When you reproduce the data, keep every word exactly as it stands and leave the pictures out.

:: RECORD SET

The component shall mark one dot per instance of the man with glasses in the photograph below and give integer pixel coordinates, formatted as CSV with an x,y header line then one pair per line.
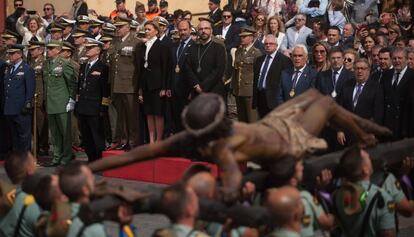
x,y
362,96
295,35
49,11
267,70
215,11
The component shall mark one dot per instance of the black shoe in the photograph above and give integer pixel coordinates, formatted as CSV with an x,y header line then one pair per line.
x,y
51,164
122,147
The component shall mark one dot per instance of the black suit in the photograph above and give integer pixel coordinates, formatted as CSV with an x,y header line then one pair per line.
x,y
325,84
265,100
370,103
180,87
93,87
212,66
395,101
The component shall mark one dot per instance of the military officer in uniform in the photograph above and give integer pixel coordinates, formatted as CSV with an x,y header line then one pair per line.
x,y
36,50
67,53
124,85
60,91
19,89
242,82
79,38
9,38
183,218
92,100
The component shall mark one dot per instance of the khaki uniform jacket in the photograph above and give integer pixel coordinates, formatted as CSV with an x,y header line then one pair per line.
x,y
124,78
242,82
37,66
60,84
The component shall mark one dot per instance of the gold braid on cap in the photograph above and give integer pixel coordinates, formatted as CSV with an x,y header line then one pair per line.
x,y
209,128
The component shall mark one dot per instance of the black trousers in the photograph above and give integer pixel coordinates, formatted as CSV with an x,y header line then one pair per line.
x,y
93,136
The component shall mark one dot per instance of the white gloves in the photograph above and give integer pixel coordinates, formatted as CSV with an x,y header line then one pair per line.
x,y
71,105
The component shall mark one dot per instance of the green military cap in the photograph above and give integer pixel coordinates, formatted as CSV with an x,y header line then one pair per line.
x,y
10,34
91,42
54,43
82,19
67,22
67,46
120,21
96,22
55,27
35,44
79,33
15,48
247,30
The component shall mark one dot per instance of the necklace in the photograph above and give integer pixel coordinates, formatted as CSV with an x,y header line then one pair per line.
x,y
202,55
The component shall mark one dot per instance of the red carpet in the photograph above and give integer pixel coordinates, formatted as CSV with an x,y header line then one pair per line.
x,y
162,170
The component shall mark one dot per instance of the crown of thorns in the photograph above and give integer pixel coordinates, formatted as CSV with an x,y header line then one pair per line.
x,y
210,127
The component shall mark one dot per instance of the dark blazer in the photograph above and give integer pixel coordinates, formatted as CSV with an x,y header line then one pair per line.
x,y
154,77
216,16
305,81
280,63
324,82
394,101
370,103
232,38
92,88
179,86
212,67
19,88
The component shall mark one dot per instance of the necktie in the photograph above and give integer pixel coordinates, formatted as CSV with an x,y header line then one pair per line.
x,y
395,83
261,85
295,79
180,49
357,94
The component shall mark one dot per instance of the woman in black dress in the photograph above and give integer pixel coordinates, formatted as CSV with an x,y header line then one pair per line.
x,y
153,80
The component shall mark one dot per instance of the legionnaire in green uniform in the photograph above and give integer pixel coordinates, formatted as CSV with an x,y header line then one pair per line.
x,y
9,38
21,218
362,208
242,81
286,207
60,91
67,53
79,38
124,85
77,182
36,50
180,204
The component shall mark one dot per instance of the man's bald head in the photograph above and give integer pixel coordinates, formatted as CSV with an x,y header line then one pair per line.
x,y
204,184
285,205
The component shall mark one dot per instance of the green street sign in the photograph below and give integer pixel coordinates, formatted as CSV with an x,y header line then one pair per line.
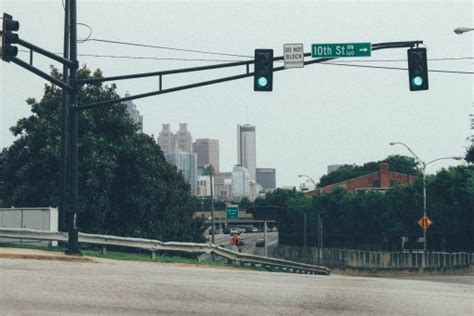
x,y
341,50
232,211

::::

RESPONSE:
The component shall mark one dot per instance of the man with glasses in the photograph below and give integer pixel coordinates, formatted as CSV with an x,y header line then one pair per line.
x,y
362,96
295,35
49,11
267,70
215,11
The component shall mark one dot per instance of the black shoe in the photograph above and give integer pixel coordinates, formatted as CSV with an x,y header line then one pair per line.
x,y
51,164
122,147
The component shall mark one dot per instance of the black suit in the photograph above and give integer pixel coordinates, formatted as CSV with an x,y header line then one pair per line.
x,y
325,84
265,100
370,103
180,87
93,87
212,66
395,101
The component shall mark one dot per instance of the military officer in uniform in the photograph above and give integer pixel coordinates, formatted as CSV with an x,y header line then one pair per line.
x,y
36,50
67,53
124,85
60,91
19,89
242,82
79,38
9,38
183,218
92,100
The component shall mark one dot per instance of the khaki uniform jacket in the photograph above and give integer pixel coordinates, formatted as CSV with an x,y header line then one pair per line.
x,y
124,78
242,82
37,66
60,84
The component shall mark one dot per instance of the gold braid on cap in the photograph above and give integer pixel coordinates, formatted as CSV with an x,y header line then one pair per line.
x,y
209,128
The component shall mark one dot per instance of the black trousers in the photograph above and give integer pixel coordinates, formatted as CSV with an x,y header line then one pair per line.
x,y
93,136
The component shall mark one dot per instance of the white gloves in the photograph above and give integer pixel coordinates, formatted as CSV with an x,y header line then one pair per line.
x,y
71,105
The component shall mark one dot per instance of the green military cap in the photograph above and give integer pixel coordinates, formatted as CSV with an x,y header line then one pair per line.
x,y
10,34
91,42
54,43
82,19
67,22
67,46
120,21
96,22
55,27
35,44
79,33
15,48
247,30
The component shall mark one dot per instance of the necklace in the photograph above and give integer pixel coordinates, formatted as CSV with an x,y header line then one pair per line.
x,y
202,55
The component shall mark one dot per instance of the red carpet in the photograph above and give integer pixel coordinates, formatted as CSV with an x,y header line then one pair per line.
x,y
162,170
The component shall mark one dot per instance of the crown of thorns in the photograph above and give integer pixel coordinates, formatted as CSV with an x,y header line then one pair per line.
x,y
210,127
The component shall mark one dot per instance of the dark blazer in the photograph above and give integer pixel coordinates, formatted as CSV with an x,y header line then one pair per line.
x,y
154,77
216,16
305,81
280,63
324,82
394,101
370,103
232,38
92,88
179,86
212,67
19,88
The component shall mark one dot per instance of the necktie in the photograph above and give integer pixel coordinates, formatted as CSV with an x,y header line then one pair per line.
x,y
395,83
261,85
295,79
180,49
357,94
The component shall mark one dot per instance of the woman in black dress in the photograph above and give integer pixel coordinates, formatted as CSV with an x,y header line then one pair per line.
x,y
153,80
The component shall mark one dot per instance of the legionnaire in green uniform in the photograph above and give integer pixel coordinates, formatted as CSV with an x,y header line then one pair per line.
x,y
9,38
21,218
362,208
242,81
286,207
60,91
67,53
79,38
124,85
77,182
36,50
180,204
The component shall mark one dot per instance of the man's bald head in the photograph above and give integer pixel coordinates, formatted as CSV with an x,y header line then one pair per line.
x,y
204,184
285,205
The component shall mark one dot per instance of the green street sign in the photograph below and give integer pixel coordinates, formatted as CSV with an x,y header line then one pair per line.
x,y
341,50
232,211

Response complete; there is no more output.